* TASK ITEM *
Restate the records so that not a single word differs.

* INFORMATION SUPPLIED *

--- START ---

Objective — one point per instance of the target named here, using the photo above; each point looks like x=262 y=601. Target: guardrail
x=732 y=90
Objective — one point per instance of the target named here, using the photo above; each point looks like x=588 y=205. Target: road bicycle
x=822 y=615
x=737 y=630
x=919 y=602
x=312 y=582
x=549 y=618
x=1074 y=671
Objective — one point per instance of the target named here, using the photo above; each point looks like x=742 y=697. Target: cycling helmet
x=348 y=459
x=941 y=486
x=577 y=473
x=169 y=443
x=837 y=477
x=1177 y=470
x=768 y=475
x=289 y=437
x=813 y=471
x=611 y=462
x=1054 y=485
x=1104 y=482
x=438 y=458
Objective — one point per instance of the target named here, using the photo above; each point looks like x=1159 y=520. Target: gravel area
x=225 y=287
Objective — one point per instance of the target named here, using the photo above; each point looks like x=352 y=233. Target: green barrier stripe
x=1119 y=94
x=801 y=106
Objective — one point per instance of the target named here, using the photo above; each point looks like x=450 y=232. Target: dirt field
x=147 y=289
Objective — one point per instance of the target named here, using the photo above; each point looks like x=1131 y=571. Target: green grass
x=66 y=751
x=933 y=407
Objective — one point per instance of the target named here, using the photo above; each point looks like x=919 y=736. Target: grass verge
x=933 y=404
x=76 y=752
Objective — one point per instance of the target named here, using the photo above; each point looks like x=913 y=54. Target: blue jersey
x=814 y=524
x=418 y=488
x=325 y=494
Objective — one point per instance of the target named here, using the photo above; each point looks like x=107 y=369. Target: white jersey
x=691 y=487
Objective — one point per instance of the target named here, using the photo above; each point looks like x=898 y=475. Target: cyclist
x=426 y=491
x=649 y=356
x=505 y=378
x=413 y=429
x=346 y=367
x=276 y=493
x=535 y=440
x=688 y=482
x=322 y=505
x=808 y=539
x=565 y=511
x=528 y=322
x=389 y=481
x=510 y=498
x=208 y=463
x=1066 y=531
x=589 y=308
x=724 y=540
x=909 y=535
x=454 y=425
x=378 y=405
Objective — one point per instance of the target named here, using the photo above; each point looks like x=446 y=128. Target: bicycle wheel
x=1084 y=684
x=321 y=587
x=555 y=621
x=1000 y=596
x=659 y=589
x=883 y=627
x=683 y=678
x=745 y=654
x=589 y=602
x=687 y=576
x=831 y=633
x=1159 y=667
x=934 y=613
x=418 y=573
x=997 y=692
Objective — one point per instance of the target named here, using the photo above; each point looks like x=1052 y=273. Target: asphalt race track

--- END ---

* RESPONSE BOX *
Objective — one point per instance of the target named here, using the photo above; each point looks like x=262 y=601. Target: guardrail
x=732 y=90
Objective — one point per instance of the target named here, using the photo above; each point looks like x=588 y=205. Target: road bicycle
x=822 y=615
x=737 y=630
x=919 y=602
x=312 y=582
x=549 y=618
x=1074 y=671
Objective — one point per instance of the target named here, using the photo above; each point looks like x=742 y=697. Target: cycling helmet
x=348 y=459
x=941 y=486
x=577 y=473
x=169 y=443
x=837 y=477
x=1177 y=470
x=768 y=475
x=289 y=437
x=813 y=471
x=611 y=462
x=1054 y=485
x=1104 y=482
x=438 y=458
Objective — one point per instance of the target named here, using the photo above; each point looks like x=1159 y=520. Target: gravel area
x=225 y=287
Objective — one point per instance of the target named here, using the photo above; each point looks like x=352 y=233. Target: green barrier stripe
x=1119 y=94
x=801 y=106
Objective — one point per instance of the target named here, using the photo above; each point looks like x=450 y=232. Target: dirt field
x=147 y=289
Objective — one point per instance of the target named here, using the photo above; each point looks like x=1131 y=571. Target: green grass
x=66 y=751
x=933 y=407
Objective — one point per instance of the target named here, using the photo above; each point looks like x=919 y=736. Target: grass verge
x=933 y=404
x=76 y=752
Objective — one point per instance of the target named here, using the photo above; each point looks like x=913 y=54. Target: blue jersey
x=814 y=524
x=418 y=488
x=325 y=494
Objective — one point per instance of the target named here, using the photo above; each point looks like x=107 y=369. Target: white jersey
x=691 y=487
Objective — one point per instance of the target named here, using the photo above; each point looks like x=898 y=475. Target: cyclist
x=426 y=491
x=649 y=356
x=505 y=378
x=413 y=429
x=346 y=367
x=276 y=493
x=535 y=440
x=688 y=482
x=322 y=505
x=808 y=539
x=565 y=511
x=528 y=322
x=389 y=481
x=510 y=498
x=208 y=463
x=1066 y=531
x=589 y=308
x=724 y=540
x=909 y=535
x=454 y=425
x=378 y=405
Objective — one point per instance of the target named here, using the photo above; each point looks like x=446 y=128. Target: bicycle wheel
x=1084 y=684
x=321 y=587
x=555 y=621
x=1000 y=596
x=659 y=589
x=883 y=627
x=683 y=678
x=745 y=654
x=589 y=602
x=687 y=576
x=831 y=633
x=1159 y=667
x=934 y=613
x=418 y=573
x=997 y=692
Objective — one point per instance of the target named here, using the photo above; each point looks like x=1052 y=273. Target: asphalt race track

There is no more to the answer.